#### Short problem
Pick out every line in the items below that contains the word "wooden", and copy each one. Case counts.

#### Dataset content

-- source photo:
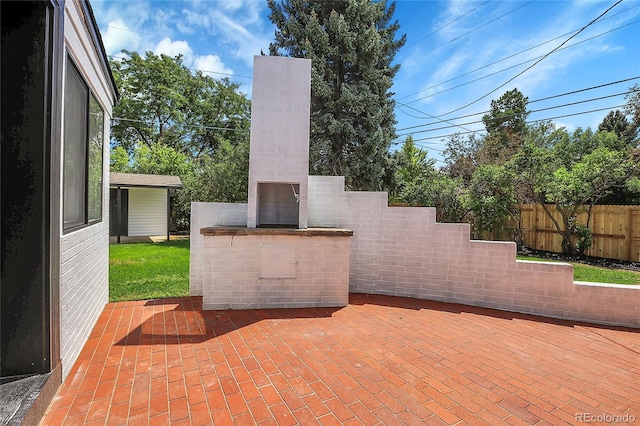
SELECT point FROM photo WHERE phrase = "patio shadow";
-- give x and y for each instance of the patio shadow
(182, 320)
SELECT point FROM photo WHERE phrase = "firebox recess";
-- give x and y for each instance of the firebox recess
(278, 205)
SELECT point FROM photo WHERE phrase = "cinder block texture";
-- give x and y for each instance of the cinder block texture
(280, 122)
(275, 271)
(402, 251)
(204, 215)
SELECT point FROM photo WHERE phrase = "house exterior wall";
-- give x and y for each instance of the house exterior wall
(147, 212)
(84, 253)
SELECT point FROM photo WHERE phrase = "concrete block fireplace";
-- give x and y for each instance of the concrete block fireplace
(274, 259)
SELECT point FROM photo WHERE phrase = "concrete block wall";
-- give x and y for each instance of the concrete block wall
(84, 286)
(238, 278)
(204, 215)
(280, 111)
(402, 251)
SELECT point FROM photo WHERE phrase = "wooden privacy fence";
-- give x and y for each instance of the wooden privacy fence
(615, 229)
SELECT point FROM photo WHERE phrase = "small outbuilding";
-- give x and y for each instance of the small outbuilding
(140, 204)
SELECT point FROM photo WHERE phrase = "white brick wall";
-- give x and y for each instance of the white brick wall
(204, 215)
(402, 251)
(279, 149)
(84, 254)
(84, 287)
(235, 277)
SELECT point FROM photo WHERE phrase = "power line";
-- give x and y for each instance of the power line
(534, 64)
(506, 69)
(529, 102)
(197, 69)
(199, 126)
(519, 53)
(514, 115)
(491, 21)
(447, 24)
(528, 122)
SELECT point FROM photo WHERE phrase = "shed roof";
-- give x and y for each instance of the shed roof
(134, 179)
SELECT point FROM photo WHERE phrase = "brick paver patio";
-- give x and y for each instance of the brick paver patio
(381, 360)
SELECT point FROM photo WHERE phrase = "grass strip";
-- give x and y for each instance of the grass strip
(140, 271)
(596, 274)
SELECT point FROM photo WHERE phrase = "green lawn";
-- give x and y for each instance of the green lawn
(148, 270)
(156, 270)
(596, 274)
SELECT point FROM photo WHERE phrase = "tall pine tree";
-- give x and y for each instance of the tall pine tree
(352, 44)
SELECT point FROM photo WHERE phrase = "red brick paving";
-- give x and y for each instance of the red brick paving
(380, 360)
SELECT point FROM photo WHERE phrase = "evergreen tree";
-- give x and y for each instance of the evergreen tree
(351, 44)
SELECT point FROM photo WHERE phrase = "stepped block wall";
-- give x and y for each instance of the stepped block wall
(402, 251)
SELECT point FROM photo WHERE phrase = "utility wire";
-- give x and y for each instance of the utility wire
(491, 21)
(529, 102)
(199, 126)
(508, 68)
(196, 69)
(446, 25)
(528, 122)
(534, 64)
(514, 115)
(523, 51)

--

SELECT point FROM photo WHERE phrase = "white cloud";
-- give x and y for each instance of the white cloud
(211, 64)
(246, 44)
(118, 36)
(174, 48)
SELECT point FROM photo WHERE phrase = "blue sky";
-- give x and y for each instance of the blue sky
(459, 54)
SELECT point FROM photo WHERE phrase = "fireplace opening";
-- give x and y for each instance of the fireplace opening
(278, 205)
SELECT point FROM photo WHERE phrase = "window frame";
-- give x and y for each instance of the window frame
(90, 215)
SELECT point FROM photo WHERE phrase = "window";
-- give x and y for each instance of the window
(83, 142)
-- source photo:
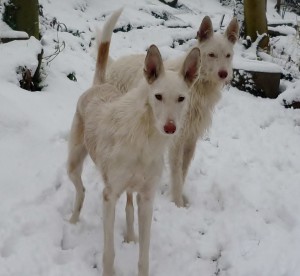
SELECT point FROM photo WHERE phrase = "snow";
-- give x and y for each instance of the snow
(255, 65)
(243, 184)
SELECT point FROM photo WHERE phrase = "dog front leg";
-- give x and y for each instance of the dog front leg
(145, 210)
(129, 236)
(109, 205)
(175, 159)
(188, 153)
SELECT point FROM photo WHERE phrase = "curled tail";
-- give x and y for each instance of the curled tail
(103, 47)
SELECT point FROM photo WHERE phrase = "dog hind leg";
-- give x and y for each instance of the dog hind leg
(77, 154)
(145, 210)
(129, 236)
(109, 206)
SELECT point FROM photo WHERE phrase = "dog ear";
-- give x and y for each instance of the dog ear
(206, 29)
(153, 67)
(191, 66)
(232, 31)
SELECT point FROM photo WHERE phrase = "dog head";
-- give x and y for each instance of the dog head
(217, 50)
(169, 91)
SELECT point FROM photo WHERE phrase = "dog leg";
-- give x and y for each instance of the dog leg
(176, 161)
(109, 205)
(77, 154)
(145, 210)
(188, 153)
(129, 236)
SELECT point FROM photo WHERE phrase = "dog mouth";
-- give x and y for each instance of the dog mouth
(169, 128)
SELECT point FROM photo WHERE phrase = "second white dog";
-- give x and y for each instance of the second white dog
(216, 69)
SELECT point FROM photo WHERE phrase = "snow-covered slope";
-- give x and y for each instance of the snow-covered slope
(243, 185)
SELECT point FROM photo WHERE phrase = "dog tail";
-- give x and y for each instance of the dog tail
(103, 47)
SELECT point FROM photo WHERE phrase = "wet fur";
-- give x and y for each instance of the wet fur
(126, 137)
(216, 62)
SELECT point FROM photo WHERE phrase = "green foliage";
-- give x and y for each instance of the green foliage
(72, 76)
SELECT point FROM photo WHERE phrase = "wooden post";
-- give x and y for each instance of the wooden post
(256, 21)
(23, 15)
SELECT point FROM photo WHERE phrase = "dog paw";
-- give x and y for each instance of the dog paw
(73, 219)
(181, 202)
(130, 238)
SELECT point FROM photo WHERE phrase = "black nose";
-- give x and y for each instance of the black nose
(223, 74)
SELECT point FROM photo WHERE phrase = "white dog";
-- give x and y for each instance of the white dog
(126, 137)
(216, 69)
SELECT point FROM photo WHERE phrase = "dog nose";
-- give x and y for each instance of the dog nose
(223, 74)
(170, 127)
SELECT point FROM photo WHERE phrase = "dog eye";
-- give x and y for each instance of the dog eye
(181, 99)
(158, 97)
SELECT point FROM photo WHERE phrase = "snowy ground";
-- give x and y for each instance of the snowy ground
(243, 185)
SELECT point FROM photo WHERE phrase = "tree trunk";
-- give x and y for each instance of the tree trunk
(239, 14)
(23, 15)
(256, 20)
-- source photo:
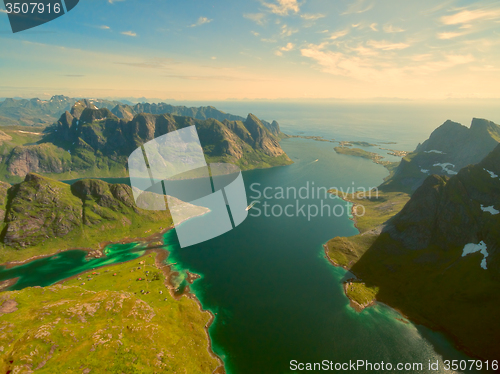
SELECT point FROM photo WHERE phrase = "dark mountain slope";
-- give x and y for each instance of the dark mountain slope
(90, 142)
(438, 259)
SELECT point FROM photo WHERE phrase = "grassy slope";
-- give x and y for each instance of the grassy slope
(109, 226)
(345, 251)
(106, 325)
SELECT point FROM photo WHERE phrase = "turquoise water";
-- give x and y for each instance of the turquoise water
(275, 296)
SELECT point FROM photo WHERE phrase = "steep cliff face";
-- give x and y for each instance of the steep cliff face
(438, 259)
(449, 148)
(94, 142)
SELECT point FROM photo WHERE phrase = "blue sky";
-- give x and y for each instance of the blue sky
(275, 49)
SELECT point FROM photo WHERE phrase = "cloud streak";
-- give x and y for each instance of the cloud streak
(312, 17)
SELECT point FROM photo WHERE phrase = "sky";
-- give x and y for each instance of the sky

---

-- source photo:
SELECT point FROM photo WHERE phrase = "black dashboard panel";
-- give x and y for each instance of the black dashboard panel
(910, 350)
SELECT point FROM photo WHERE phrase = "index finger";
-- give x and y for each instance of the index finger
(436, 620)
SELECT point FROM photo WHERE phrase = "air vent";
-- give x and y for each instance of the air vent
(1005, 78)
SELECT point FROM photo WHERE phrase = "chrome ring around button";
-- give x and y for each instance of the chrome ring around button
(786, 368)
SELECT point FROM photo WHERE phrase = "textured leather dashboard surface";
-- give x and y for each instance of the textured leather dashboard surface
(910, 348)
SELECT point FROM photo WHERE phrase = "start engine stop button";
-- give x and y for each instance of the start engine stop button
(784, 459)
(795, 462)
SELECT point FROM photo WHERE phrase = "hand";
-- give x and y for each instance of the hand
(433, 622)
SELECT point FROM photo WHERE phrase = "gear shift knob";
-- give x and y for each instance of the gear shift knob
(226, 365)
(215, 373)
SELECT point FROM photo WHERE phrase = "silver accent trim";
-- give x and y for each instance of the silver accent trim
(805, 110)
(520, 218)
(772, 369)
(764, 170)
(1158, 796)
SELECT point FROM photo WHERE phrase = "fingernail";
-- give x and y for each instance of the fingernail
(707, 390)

#### Exercise response
SELECT point FROM photo WHERE phrase = "wooden privacy fence";
-- give x and y for each instance of the wooden privacy fence
SELECT point FROM photo WHERE phrase = "wooden post";
-- give x and y for each instance of the wooden post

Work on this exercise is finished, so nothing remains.